- **REQUIRED ACTIONS**:
**A.** In the passage on Bitcoin and time, what does the local speculator offer to buy from the farmer, and on what terms?
**B.** Write a continuation of the passage on Bitcoin and time, starting right after its final sentence.
# START OF PASSAGE GIVEN
It's about acknowledging that the past has not finished happening. Every single action that ever took place is still happening, the people that existed still exist and are still responding to universal needs that impact on us as much as on them. Just because we don't have direct access to those events doesn't mean they aren't safely locked away.

Back then if you lived in a village you knew everybody. Say you were a farmer and you didn't know whether you could take a risk on the weather this season and so didn't want to sow your crop. Enter the speculator. Someone local with a reputation, has disposable income and understands your business. He says:

"Hey we all share the the proceeds of your labour. I will agree to buy your rice at an agreed price and time in the future."

Thus de-risking the farmer's position in the market. And if the weather turned against him the contract had provisions in place for what to do in such an event. Many times debts would be written off with nobody needing to fall out and often they would be carried over in to future seasons.

But why bother with all that if you can just offload your risk to a lot of faceless foreigners? Build computerised systems instead and that way you can just make money out of having money in a sterile market and hope that you don't live long enough to see the consequences?
Introduction to Cryptography of Bitcoin, Explained. Video Source: Youtube.
See my earlier posts on cryptography, here and here.

What does it mean to build (surrender to) an economy oriented toward the eternal now? Ellis seeks other human and temporal dimensions of Bitcoin economics. Most obviously, cryptocurrencies are products of applied cryptography. Blockchains record encrypted, coded transactions. These transactions are NSA-targeted but probably NSA-impregnable (see rumours and conspiracy theories about this, here, here, here and here).

Introduction to Digital Currency; a complex but telling MOOC on mining, by UNIC fellow Andreas Antonopoulos (16 June 2014). Video Source: Youtube.

Ellis also observed that the way Bitcoin is mined - its encrypted transactions are continuously cracked by computers solving mathematical algorithms - constitutes a predictable system which deals with that which we don't understand.

I suggested that mining cryptos is akin to Michelangelo's comment about sculpting marble. The statue lies hidden inside the raw stone. By continuously chipping away, the sculptor 'sees' the inner figure which gradually comes to light, as though it had always slept there. The artist's exact words were: "In every block of marble I see a statue as plain as though it stood before me, shaped and perfect in attitude and action. I have only to hew away the rough walls that imprison the lovely apparition to reveal it to the other eyes as mine see it." The very creation of Bitcoin involves a process that hovers right on the boundary line between the known and unknown.
# END OF PASSAGE GIVEN
# START OF RECORDS SHOWN
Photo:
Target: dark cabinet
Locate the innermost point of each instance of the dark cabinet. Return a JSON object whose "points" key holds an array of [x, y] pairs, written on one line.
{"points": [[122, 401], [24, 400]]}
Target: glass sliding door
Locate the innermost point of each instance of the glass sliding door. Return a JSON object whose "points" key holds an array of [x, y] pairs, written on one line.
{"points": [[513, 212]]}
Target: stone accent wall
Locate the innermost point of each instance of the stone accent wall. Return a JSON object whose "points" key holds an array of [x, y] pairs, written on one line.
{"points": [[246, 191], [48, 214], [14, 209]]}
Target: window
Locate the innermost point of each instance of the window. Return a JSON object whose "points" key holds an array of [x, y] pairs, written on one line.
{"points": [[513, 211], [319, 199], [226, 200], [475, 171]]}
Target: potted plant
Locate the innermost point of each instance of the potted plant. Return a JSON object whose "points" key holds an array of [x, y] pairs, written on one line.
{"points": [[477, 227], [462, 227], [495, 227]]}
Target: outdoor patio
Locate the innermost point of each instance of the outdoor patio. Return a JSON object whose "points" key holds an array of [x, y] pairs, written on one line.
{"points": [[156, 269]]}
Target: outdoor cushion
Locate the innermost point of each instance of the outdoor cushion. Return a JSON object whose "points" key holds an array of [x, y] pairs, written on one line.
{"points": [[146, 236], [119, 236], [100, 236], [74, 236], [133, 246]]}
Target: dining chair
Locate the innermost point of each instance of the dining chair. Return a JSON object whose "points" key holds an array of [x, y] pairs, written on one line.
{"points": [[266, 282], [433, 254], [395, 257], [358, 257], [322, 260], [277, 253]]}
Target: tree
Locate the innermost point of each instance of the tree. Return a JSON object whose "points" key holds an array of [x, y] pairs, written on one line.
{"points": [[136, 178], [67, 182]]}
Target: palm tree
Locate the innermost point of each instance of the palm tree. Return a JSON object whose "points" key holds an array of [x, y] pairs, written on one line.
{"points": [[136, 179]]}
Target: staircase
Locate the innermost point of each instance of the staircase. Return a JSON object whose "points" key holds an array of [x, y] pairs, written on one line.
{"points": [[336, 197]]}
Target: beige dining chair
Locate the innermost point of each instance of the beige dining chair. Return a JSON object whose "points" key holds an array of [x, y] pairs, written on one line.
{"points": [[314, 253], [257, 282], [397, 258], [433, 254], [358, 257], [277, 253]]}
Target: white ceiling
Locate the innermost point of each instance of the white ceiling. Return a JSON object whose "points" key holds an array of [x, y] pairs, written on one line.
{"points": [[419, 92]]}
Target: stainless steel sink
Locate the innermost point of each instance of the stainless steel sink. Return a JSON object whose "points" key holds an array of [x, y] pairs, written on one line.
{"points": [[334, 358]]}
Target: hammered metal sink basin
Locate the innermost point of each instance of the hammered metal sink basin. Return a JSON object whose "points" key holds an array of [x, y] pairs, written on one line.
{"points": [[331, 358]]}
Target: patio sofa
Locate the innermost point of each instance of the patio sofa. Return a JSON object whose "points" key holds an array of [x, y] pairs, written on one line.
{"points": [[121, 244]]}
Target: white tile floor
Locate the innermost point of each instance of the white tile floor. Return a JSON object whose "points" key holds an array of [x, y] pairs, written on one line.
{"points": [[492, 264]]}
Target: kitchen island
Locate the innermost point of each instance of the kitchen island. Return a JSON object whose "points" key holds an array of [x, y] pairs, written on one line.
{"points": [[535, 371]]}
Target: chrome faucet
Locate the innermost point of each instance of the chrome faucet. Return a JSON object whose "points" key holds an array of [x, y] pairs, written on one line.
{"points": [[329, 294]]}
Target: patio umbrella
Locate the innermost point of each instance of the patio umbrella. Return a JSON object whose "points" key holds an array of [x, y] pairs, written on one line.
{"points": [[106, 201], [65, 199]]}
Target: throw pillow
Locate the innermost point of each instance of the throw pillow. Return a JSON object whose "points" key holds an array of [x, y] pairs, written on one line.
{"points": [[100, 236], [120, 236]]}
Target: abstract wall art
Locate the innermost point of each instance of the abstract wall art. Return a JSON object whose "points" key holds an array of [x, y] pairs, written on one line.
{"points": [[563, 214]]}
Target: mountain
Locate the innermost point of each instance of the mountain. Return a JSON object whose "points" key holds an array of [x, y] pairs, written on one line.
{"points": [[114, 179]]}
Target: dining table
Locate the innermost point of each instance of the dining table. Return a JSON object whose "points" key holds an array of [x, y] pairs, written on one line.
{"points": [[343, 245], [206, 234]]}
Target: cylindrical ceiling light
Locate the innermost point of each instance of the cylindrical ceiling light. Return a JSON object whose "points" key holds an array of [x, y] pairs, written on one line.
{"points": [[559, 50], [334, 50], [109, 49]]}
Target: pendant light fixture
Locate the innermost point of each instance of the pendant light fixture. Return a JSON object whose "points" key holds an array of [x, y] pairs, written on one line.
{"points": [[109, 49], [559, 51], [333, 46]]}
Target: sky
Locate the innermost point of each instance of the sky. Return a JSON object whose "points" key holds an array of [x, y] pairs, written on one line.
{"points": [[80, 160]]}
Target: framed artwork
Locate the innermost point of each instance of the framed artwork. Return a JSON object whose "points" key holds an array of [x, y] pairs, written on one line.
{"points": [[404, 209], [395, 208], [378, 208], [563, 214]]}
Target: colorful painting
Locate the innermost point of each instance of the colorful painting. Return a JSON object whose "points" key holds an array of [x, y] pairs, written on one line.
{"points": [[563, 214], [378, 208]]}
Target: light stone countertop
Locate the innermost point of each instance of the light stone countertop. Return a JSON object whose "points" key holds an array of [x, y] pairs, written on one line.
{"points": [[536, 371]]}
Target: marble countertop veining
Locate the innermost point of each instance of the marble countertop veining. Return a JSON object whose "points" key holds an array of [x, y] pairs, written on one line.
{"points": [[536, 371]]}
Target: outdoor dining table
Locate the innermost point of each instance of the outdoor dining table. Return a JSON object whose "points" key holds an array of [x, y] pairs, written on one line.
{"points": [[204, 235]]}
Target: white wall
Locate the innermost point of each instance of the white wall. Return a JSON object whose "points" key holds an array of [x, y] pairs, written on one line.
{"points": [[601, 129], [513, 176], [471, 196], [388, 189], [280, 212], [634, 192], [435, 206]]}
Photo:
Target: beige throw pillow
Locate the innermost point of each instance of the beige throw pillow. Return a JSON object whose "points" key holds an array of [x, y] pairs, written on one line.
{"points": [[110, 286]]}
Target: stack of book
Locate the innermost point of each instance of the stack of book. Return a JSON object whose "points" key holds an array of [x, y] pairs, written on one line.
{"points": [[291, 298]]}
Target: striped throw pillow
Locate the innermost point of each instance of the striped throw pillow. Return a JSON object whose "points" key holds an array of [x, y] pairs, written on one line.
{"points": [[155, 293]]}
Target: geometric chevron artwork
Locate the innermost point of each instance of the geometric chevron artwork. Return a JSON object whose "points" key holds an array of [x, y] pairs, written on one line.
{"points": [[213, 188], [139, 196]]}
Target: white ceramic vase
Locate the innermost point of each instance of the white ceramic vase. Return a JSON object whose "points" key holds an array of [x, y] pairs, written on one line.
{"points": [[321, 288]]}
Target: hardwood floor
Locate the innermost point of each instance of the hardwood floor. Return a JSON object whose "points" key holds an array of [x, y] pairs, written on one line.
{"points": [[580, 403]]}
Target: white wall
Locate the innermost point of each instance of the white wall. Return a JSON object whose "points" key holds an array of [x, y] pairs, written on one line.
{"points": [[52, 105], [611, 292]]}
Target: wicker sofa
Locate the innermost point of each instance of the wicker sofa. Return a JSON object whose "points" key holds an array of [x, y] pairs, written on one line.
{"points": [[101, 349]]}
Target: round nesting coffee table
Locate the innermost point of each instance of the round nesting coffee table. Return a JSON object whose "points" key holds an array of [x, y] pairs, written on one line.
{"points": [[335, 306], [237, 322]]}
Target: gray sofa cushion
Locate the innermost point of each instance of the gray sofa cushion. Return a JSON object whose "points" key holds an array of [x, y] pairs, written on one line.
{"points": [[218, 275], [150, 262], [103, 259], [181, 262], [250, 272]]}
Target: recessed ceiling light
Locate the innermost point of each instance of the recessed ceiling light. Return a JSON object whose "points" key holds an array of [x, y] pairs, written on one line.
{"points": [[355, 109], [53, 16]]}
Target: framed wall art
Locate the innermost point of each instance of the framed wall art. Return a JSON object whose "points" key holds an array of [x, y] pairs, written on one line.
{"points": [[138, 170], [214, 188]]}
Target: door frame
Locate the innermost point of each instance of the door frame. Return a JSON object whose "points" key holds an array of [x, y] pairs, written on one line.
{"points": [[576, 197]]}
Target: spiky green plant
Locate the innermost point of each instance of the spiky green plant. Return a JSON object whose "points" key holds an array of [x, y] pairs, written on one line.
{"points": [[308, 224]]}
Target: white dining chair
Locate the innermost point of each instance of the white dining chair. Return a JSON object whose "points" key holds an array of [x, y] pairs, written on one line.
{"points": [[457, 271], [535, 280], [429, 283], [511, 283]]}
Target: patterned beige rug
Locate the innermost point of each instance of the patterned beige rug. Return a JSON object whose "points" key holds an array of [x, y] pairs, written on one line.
# END OF RECORDS SHOWN
- **REPLIES**:
**A.** The farmer's rice, at an agreed price and time in the future.

**B.**
Unlike the current inflationary economic system, which insists on forcing the unknown future into the realm of present reality, thereby twisting its nature, Bitcoin mining engages with an encrypted unknown that is currently impossible to crack in its totality. Mining pushes into the future from the present. It offers a limited ongoing engagement with the future through a series of mining actions, moving forward into the future, one transaction at a time, always verified.

To build an economy around the eternal now has vast implications. It demands a philosophical shift. Chris and I both noted Buddhist and Taoist practices which focus on the present. Consider the current vogue celebrating the word mindfulness, which derives from a Buddhist practice of grounding one's consciousness on the now. I asked him: is it any coincidence that at the moment when China is about to dominate the world's economy, the philosophical and spiritual systems which most accurately address our existential circumstances in relation to technology happen to be Asian ones?

Ellis mentioned the I Ching. The I Ching's teachings provide a soothing undercurrent against the clamour of the Web's dominant, ego-centric and future-centric memes. I Ching divination involves random number generation. And lo and behold, Bitcoin's cryptography rests on random number generation.

Move beyond the geocentric consciousness. Image Source: Crystalinks.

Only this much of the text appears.